> _What is being asked_: Take the lines from the one with "of the large" through the end of the material below and repeat them exactly, dropping every picture.

(Point annotations for photos)
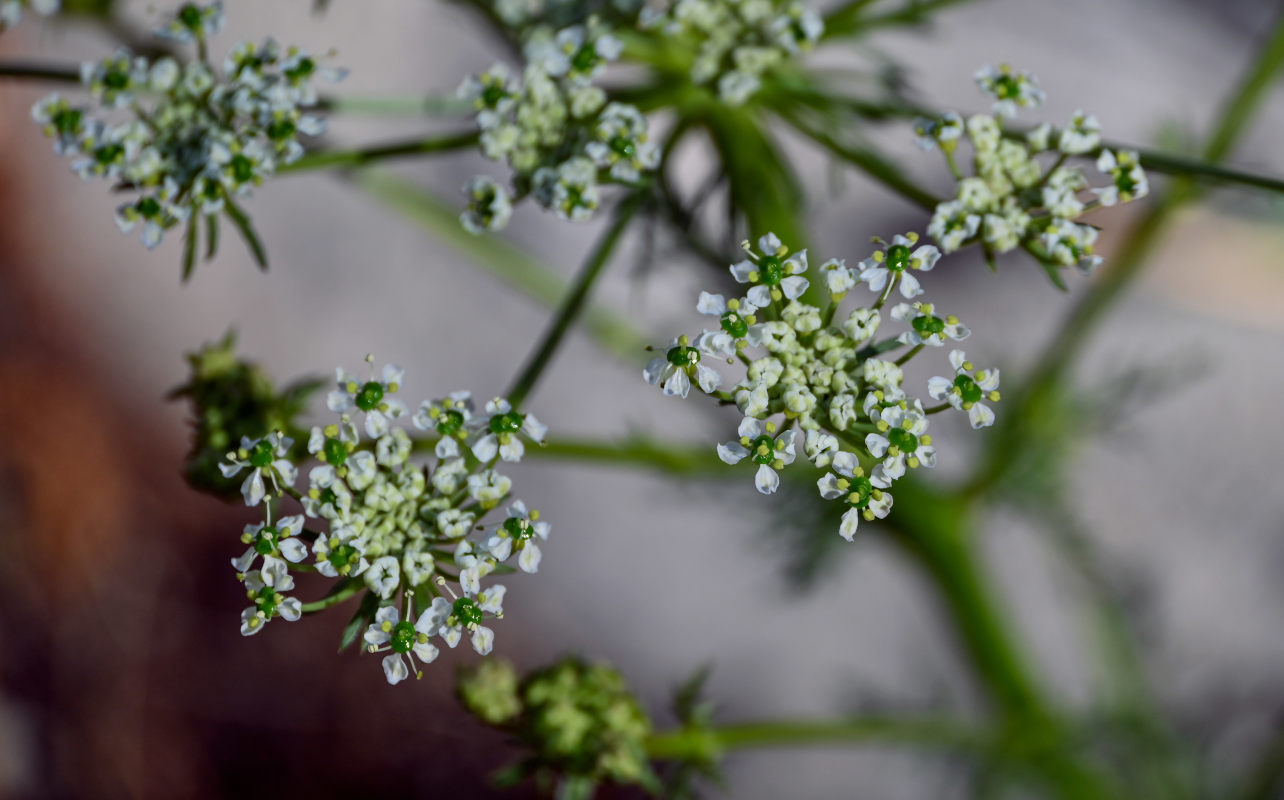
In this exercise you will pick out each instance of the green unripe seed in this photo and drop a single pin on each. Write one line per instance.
(262, 455)
(466, 610)
(903, 439)
(403, 637)
(370, 396)
(334, 451)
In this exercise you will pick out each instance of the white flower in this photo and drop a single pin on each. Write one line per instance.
(266, 539)
(953, 225)
(676, 369)
(384, 575)
(488, 488)
(406, 641)
(967, 389)
(267, 464)
(769, 453)
(926, 328)
(503, 426)
(850, 484)
(452, 619)
(339, 554)
(265, 587)
(773, 274)
(489, 206)
(370, 397)
(1009, 89)
(1129, 179)
(1083, 135)
(519, 532)
(903, 442)
(895, 261)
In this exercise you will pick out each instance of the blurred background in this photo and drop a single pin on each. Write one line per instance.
(122, 672)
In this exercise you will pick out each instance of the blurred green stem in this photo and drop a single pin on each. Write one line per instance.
(708, 744)
(369, 154)
(575, 298)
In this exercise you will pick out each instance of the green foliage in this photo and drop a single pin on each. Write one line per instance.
(234, 398)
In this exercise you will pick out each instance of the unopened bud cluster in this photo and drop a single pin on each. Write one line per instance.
(420, 538)
(731, 44)
(554, 127)
(1013, 199)
(578, 721)
(186, 138)
(823, 383)
(10, 10)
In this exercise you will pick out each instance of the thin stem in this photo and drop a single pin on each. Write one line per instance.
(333, 600)
(58, 73)
(370, 154)
(694, 742)
(1129, 262)
(574, 302)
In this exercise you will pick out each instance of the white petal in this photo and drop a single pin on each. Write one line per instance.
(767, 480)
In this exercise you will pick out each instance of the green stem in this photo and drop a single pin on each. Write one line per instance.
(574, 301)
(58, 73)
(370, 154)
(1122, 270)
(333, 600)
(697, 744)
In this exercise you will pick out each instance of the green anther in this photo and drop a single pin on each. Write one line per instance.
(335, 452)
(624, 147)
(340, 556)
(967, 389)
(67, 121)
(519, 529)
(262, 455)
(927, 325)
(148, 208)
(403, 637)
(266, 601)
(506, 423)
(280, 129)
(735, 324)
(584, 59)
(772, 270)
(763, 450)
(860, 492)
(683, 356)
(370, 396)
(116, 78)
(243, 168)
(898, 258)
(466, 611)
(492, 94)
(1007, 87)
(450, 423)
(190, 16)
(108, 153)
(266, 541)
(903, 441)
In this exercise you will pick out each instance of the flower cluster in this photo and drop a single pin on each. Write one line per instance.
(10, 10)
(733, 43)
(554, 127)
(579, 721)
(398, 530)
(822, 385)
(188, 138)
(1012, 200)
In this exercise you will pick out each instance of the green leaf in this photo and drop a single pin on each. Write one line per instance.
(247, 231)
(211, 235)
(360, 620)
(189, 249)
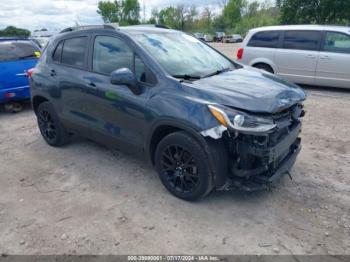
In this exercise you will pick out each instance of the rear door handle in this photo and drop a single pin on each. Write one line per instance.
(52, 72)
(91, 86)
(22, 74)
(311, 56)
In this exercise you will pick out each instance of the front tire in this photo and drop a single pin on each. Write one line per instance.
(183, 167)
(50, 126)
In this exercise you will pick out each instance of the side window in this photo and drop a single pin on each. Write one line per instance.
(337, 43)
(111, 53)
(142, 72)
(58, 53)
(268, 39)
(302, 40)
(74, 51)
(17, 50)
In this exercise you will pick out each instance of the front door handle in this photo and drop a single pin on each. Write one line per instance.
(311, 56)
(91, 86)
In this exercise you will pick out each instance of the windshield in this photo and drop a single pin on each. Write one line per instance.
(181, 54)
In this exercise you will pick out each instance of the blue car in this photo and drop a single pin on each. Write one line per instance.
(17, 56)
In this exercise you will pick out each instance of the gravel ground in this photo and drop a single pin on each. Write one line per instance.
(86, 199)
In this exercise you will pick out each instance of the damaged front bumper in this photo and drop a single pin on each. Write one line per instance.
(258, 161)
(255, 160)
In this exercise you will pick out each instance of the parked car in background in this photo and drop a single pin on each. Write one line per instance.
(40, 41)
(41, 37)
(199, 36)
(303, 54)
(208, 38)
(219, 36)
(232, 39)
(203, 121)
(16, 57)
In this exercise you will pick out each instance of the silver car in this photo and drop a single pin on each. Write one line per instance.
(304, 54)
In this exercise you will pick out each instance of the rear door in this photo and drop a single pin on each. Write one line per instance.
(16, 57)
(120, 114)
(333, 67)
(261, 48)
(297, 58)
(68, 72)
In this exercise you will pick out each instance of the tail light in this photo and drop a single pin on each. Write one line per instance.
(240, 53)
(30, 72)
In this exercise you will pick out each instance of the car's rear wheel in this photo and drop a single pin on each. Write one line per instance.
(264, 67)
(50, 127)
(183, 167)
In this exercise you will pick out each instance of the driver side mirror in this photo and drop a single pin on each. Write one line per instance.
(124, 76)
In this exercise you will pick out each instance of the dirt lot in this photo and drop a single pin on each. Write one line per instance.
(85, 199)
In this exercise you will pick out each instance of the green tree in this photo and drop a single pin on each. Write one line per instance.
(168, 16)
(314, 11)
(109, 11)
(125, 12)
(131, 12)
(14, 31)
(232, 12)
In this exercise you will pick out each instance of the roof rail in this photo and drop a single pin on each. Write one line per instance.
(162, 26)
(84, 27)
(7, 38)
(150, 25)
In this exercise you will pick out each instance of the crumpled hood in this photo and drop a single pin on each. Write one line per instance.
(247, 89)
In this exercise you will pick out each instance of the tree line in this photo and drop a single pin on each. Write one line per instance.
(236, 16)
(11, 31)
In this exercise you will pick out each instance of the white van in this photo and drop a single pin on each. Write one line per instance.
(303, 54)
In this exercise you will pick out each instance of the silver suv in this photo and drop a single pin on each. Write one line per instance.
(304, 54)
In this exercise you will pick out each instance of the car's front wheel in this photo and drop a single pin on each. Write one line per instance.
(182, 166)
(50, 126)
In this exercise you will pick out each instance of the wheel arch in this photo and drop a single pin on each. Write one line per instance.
(211, 148)
(36, 101)
(267, 62)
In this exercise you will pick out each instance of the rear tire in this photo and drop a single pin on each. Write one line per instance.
(264, 67)
(50, 126)
(183, 167)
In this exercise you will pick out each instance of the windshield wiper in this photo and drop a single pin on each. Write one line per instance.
(187, 77)
(218, 72)
(27, 56)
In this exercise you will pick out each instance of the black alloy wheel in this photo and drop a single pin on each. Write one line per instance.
(180, 169)
(50, 126)
(47, 125)
(183, 167)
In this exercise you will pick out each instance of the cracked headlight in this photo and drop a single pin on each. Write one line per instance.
(241, 121)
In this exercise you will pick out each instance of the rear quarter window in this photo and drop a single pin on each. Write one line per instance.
(74, 50)
(13, 50)
(267, 39)
(302, 40)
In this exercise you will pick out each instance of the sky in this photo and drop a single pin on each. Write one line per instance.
(59, 14)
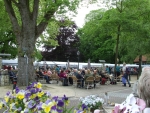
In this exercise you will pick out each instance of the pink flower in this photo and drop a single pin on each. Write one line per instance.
(141, 103)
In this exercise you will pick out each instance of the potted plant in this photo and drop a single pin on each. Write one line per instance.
(33, 100)
(131, 105)
(92, 101)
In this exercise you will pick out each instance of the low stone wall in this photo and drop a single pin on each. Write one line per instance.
(4, 78)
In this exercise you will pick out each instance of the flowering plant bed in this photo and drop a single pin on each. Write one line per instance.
(93, 102)
(131, 105)
(33, 100)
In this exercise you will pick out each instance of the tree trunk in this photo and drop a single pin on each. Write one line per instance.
(26, 58)
(140, 66)
(117, 43)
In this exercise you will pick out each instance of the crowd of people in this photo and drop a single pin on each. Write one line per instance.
(106, 75)
(81, 74)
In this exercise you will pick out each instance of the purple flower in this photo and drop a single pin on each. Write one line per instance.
(47, 101)
(48, 94)
(39, 106)
(55, 98)
(79, 111)
(8, 93)
(31, 104)
(59, 110)
(17, 89)
(53, 108)
(27, 95)
(60, 103)
(84, 107)
(34, 90)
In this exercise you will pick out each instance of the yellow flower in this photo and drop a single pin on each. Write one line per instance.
(20, 95)
(1, 105)
(67, 102)
(47, 107)
(6, 98)
(33, 96)
(75, 111)
(11, 105)
(40, 94)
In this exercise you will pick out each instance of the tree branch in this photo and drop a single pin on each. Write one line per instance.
(43, 24)
(12, 16)
(15, 3)
(35, 11)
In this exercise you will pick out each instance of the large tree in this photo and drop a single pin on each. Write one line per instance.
(67, 44)
(29, 18)
(94, 42)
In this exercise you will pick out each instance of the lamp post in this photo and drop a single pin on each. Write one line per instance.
(78, 53)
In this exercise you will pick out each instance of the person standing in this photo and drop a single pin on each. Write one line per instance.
(125, 74)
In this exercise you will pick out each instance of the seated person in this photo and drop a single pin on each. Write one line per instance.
(62, 74)
(87, 74)
(141, 88)
(69, 77)
(80, 79)
(63, 78)
(43, 75)
(104, 77)
(11, 74)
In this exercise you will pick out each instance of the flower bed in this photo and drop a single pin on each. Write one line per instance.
(131, 105)
(93, 102)
(33, 100)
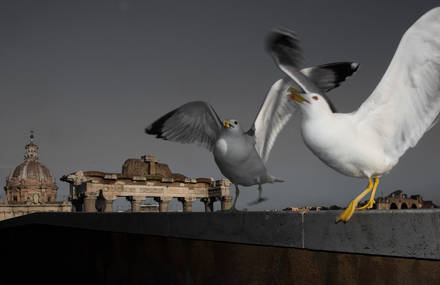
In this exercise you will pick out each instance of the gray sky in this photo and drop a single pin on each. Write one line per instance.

> _The result_:
In this exercise you will pick out each instance of the large tree in this photo and drop a single pin on each. Write one line per instance.
(67, 44)
(29, 18)
(94, 42)
In this exercise you will pick out each instance of the lamp post in this photo and drop a single pin on each. Write one line per instance.
(78, 53)
In this exercise you will pick out each instance of the person standing in this photo and drop a single pin on each. Write one line per instance.
(125, 74)
In this exercise you will pick out each instance of the seated person in this photo and drop a single pin on each. Write one line per instance.
(62, 74)
(87, 74)
(141, 88)
(69, 77)
(80, 79)
(63, 78)
(43, 75)
(104, 77)
(11, 74)
In this exercise you will pick out each instance of the flower bed in this photo and drop a single pin on each. Write one line per instance.
(131, 105)
(93, 102)
(33, 100)
In this exercise you will pick out each instance of the gray sky in this photo and drop a single pin on each. Write one line per instance.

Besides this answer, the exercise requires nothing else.